▶ RECORDS FOR THIS EXERCISE:
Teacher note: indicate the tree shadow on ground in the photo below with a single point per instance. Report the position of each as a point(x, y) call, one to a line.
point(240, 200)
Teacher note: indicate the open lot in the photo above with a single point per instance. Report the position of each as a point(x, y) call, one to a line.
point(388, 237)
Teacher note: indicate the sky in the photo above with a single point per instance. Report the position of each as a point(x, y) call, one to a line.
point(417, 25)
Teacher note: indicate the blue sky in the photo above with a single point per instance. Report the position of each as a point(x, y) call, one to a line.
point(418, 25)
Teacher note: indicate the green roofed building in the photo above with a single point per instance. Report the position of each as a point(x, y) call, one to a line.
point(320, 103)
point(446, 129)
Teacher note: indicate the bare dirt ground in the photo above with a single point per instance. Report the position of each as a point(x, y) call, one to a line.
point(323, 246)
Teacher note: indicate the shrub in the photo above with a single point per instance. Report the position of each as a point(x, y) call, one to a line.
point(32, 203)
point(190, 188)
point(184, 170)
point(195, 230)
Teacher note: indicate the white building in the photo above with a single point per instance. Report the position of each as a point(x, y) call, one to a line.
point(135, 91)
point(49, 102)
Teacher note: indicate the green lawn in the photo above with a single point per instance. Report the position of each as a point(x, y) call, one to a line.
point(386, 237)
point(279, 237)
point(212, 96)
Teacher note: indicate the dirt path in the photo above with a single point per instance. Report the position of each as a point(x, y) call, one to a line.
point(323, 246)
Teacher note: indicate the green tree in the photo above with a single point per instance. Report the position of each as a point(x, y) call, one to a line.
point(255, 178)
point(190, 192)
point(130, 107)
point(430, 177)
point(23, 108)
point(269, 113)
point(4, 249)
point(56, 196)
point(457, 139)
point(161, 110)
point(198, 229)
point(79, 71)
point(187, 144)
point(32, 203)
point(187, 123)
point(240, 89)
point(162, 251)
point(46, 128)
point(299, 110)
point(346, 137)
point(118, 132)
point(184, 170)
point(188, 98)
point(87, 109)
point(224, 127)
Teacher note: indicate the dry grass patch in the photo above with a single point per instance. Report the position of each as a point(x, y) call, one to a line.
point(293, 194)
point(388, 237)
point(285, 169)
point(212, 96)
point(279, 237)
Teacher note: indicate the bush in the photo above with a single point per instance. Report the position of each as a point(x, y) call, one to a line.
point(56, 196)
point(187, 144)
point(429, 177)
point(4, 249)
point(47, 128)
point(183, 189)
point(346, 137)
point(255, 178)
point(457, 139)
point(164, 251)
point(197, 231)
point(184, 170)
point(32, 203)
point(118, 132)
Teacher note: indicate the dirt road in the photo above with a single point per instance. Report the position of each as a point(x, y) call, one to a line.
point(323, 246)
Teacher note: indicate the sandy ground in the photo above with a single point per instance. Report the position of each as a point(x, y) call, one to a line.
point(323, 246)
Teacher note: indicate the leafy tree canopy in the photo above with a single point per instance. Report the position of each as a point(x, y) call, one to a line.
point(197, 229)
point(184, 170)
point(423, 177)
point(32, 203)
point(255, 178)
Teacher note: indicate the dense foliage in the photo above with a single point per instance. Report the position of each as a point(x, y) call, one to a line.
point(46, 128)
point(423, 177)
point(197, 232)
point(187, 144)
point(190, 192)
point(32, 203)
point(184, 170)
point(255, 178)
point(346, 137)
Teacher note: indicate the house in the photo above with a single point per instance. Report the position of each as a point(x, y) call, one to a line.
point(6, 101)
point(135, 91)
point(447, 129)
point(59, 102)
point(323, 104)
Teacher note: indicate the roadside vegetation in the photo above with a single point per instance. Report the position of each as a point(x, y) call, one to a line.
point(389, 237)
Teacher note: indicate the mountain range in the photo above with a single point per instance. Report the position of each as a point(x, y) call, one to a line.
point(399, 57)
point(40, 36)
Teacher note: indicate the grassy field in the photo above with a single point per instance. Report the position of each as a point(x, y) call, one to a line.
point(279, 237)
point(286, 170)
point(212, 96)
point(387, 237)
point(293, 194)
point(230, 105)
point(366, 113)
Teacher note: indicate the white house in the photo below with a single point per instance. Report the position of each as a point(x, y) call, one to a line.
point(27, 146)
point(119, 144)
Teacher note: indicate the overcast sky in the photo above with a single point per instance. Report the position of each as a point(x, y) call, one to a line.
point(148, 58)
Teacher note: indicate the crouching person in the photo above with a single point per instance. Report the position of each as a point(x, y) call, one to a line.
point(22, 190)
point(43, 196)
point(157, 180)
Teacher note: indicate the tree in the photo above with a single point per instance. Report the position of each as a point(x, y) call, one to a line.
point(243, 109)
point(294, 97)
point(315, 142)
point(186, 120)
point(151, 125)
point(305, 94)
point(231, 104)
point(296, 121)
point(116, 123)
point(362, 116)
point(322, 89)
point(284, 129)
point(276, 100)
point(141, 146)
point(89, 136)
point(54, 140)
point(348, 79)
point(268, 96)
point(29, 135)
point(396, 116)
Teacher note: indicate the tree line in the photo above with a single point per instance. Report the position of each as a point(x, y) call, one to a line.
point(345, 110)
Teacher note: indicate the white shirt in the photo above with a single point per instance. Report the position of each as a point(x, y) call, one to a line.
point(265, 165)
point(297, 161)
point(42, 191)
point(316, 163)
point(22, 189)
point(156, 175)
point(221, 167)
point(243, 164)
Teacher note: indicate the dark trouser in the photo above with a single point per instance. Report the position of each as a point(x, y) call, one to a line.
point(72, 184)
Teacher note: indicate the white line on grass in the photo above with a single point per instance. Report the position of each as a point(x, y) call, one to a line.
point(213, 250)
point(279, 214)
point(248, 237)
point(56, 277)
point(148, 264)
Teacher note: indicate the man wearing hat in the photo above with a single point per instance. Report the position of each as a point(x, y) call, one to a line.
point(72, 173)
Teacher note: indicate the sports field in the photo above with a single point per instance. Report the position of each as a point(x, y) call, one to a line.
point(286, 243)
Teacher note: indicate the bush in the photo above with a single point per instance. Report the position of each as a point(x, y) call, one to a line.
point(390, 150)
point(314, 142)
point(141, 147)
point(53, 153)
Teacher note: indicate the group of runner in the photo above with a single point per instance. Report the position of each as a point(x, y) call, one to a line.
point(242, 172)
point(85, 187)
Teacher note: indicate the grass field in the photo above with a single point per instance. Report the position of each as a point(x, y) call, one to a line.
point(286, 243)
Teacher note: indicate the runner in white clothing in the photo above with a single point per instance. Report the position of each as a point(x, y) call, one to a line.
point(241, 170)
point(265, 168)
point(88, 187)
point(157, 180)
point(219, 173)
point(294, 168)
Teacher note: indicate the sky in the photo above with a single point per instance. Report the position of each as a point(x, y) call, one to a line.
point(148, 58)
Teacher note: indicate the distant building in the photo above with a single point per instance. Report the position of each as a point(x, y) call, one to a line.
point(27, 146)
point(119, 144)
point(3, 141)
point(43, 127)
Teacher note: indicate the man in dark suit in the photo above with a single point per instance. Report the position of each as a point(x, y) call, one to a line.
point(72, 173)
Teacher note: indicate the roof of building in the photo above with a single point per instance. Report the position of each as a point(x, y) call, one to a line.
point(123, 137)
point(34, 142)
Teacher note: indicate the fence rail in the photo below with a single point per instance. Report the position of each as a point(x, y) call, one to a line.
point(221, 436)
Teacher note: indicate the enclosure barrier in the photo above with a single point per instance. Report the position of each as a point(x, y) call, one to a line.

▶ THE TASK: Reproduce the data, keeping every line exactly the same.

▶ FINISHED ANSWER:
Teacher note: indicate the tree shadow on ground in the photo below with a single point per instance. Report the position of each as a point(x, y) call, one to a line.
point(240, 200)
Teacher note: indicate the open lot in the photo above with a single point per instance. Report the position of each as a point(x, y) call, one to a line.
point(388, 237)
Teacher note: indicate the sky in the photo above with a single point per instance. Report the position of each as a point(x, y) call, one to a line.
point(417, 25)
Teacher note: indicate the blue sky in the photo above with a single point per instance. Report the position of each as a point(x, y) call, one to a line.
point(418, 25)
Teacher note: indicate the green roofed building in the photo above with a single point per instance. Report the position of each as a point(x, y) call, one to a line.
point(320, 103)
point(446, 129)
Teacher note: indicate the bare dirt ground in the photo above with a single point per instance. Report the position of each as a point(x, y) call, one to a line.
point(323, 246)
Teacher note: indicate the shrub in the photo above with a single point per instance. Report the position of each as a point(x, y) call, one to a line.
point(32, 203)
point(190, 188)
point(184, 170)
point(195, 230)
Teacher note: indicate the white building in the photo above with a single point per instance. Report the position of each as a point(x, y) call, one to a line.
point(135, 91)
point(49, 102)
Teacher note: indicate the green lawn in the photo above with a single point per instance. Report the position of each as a point(x, y) call, one to a line.
point(386, 237)
point(279, 237)
point(212, 96)
Teacher note: indicate the dirt path in the photo above with a single point per instance. Report the position of each as a point(x, y) call, one to a line.
point(323, 246)
Teacher note: indicate the green tree in the photo above with a single point per instance. Report the position of each as a point(x, y) call, one to a line.
point(255, 178)
point(190, 192)
point(130, 107)
point(430, 177)
point(23, 108)
point(269, 113)
point(4, 249)
point(56, 196)
point(457, 139)
point(161, 110)
point(198, 229)
point(79, 71)
point(187, 144)
point(32, 203)
point(187, 123)
point(240, 89)
point(162, 251)
point(46, 128)
point(299, 110)
point(346, 137)
point(118, 132)
point(184, 170)
point(188, 98)
point(87, 109)
point(224, 127)
Teacher note: indicate the dry grass patch in the photo above with a single point per instance. Report the position of each as a point(x, y) call, one to a line.
point(293, 194)
point(388, 237)
point(285, 169)
point(212, 96)
point(279, 237)
Teacher note: indicate the bush in the photo above with a single point per instance. Report the position of each as a point(x, y) call, one to a line.
point(56, 196)
point(187, 144)
point(429, 177)
point(4, 249)
point(47, 128)
point(183, 189)
point(346, 137)
point(255, 178)
point(457, 139)
point(164, 251)
point(197, 231)
point(184, 170)
point(32, 203)
point(118, 132)
Teacher note: indicate the dirt road in the photo above with a single point per instance. Report the position of each as a point(x, y) call, one to a line.
point(323, 246)
Teacher note: indicate the sandy ground in the photo above with a single point per instance. Report the position of each as a point(x, y) call, one to a line.
point(323, 246)
Teacher note: indicate the leafy tree canopy in the photo above with a single point per instance. Report the position of each as a point(x, y) call, one to a line.
point(197, 229)
point(184, 170)
point(423, 177)
point(32, 203)
point(255, 178)
Teacher note: indicate the dense foliage in the photo above with a single point per instance. Report the position of each as a point(x, y) call, one to a line.
point(46, 128)
point(423, 177)
point(197, 232)
point(187, 144)
point(190, 192)
point(32, 203)
point(184, 170)
point(255, 178)
point(346, 137)
Teacher note: indicate the house in the photo above with a single point per instance. Report the position of each as a point(x, y) call, one to a line.
point(6, 101)
point(135, 91)
point(447, 129)
point(59, 102)
point(323, 104)
Teacher note: indicate the roadside vegetation in the photo above with a single point per instance. Report the position of each as a point(x, y) call, one to a line.
point(389, 237)
Teacher note: indicate the mountain range in the photo above with a single point per instance. Report the position of each as a point(x, y) call, one to a line.
point(399, 57)
point(40, 36)
Teacher note: indicate the grassy field in the photo above with a single point per instance. Report the position of each as a point(x, y) call, one to a line.
point(279, 237)
point(286, 170)
point(212, 96)
point(387, 237)
point(293, 194)
point(230, 105)
point(366, 113)
Teacher note: indicate the white house in the photo below with a single point per instance. Report the position of each as a point(x, y) call, one to a line.
point(27, 146)
point(119, 144)
Teacher note: indicate the overcast sky in the photo above with a single point per instance. Report the position of each as a point(x, y) call, one to a line.
point(148, 58)
Teacher note: indicate the crouching person in the photo above with a single point per instance. Report the position of each as a point(x, y) call, one to a line.
point(22, 190)
point(43, 196)
point(157, 180)
Teacher note: indicate the tree in the photo above with a single point per instance. Report the position of each as a point(x, y) call, one to a line.
point(243, 109)
point(294, 97)
point(315, 142)
point(186, 120)
point(151, 125)
point(305, 94)
point(231, 104)
point(296, 121)
point(116, 123)
point(362, 116)
point(322, 89)
point(284, 129)
point(276, 100)
point(141, 146)
point(89, 136)
point(54, 140)
point(348, 79)
point(268, 96)
point(29, 135)
point(396, 116)
Teacher note: indicate the tree line in the photo above with a single point per instance. Report the position of each as a point(x, y) call, one to a line.
point(345, 110)
Teacher note: indicate the white shirt in the photo above with a single point per instance. Report the position of each as a point(x, y) call, one to a line.
point(265, 165)
point(297, 161)
point(42, 191)
point(316, 163)
point(22, 189)
point(156, 175)
point(221, 167)
point(243, 164)
Teacher note: indicate the dark trouser in the photo above with a single point per instance. Report the position of each as a point(x, y) call, one to a line.
point(72, 184)
Teacher note: indicate the white line on grass in the photo above with a single point per instance. Report the position of each as a point(x, y) call, one to a line.
point(213, 250)
point(279, 214)
point(248, 237)
point(56, 277)
point(148, 264)
Teacher note: indicate the man wearing hat in the photo above with a single point per instance. Report the position of each as a point(x, y) call, one to a line.
point(72, 173)
Teacher note: indicate the sports field in the photo above with a single point per instance. Report the position of each as a point(x, y) call, one to a line.
point(286, 243)
Teacher note: indicate the bush in the photo above with a single point per instance. Report the position of each as a point(x, y) call, one to a line.
point(390, 150)
point(314, 142)
point(141, 147)
point(53, 153)
Teacher note: indicate the group of runner in the photo above with a single point per instance. Report the position of each as a point(x, y) call, one to a line.
point(242, 172)
point(85, 187)
Teacher note: indicate the grass field in the photo above with a single point per instance. Report the position of each as a point(x, y) call, one to a line.
point(286, 243)
Teacher note: indicate the runner in white clothing in the photo above with a single point per instance. Report the position of each as a point(x, y) call, one to a line.
point(241, 170)
point(265, 168)
point(88, 187)
point(157, 180)
point(219, 173)
point(294, 168)
Teacher note: indicate the sky in the photo above with a single point per instance. Report the position of each as a point(x, y) call, one to a line.
point(148, 58)
Teacher note: indicate the distant building in the photo above with a single point per instance. Report the position of each as a point(x, y) call, one to a line.
point(27, 146)
point(119, 144)
point(3, 141)
point(43, 127)
Teacher note: indicate the man in dark suit in the photo above with a single point per instance. Report the position of each as a point(x, y) call, one to a line.
point(72, 173)
Teacher note: indicate the roof of building in the photo above with a single point per instance. Report the position of each as a point(x, y) call, one to a line.
point(123, 137)
point(34, 142)
Teacher note: indicate the fence rail in the photo below with a single point per instance. Report the position of each as a point(x, y) call, one to a line.
point(221, 436)
Teacher note: indicate the enclosure barrier in the photo above with a single point per instance. Report the position of each as a point(x, y) call, one to a line.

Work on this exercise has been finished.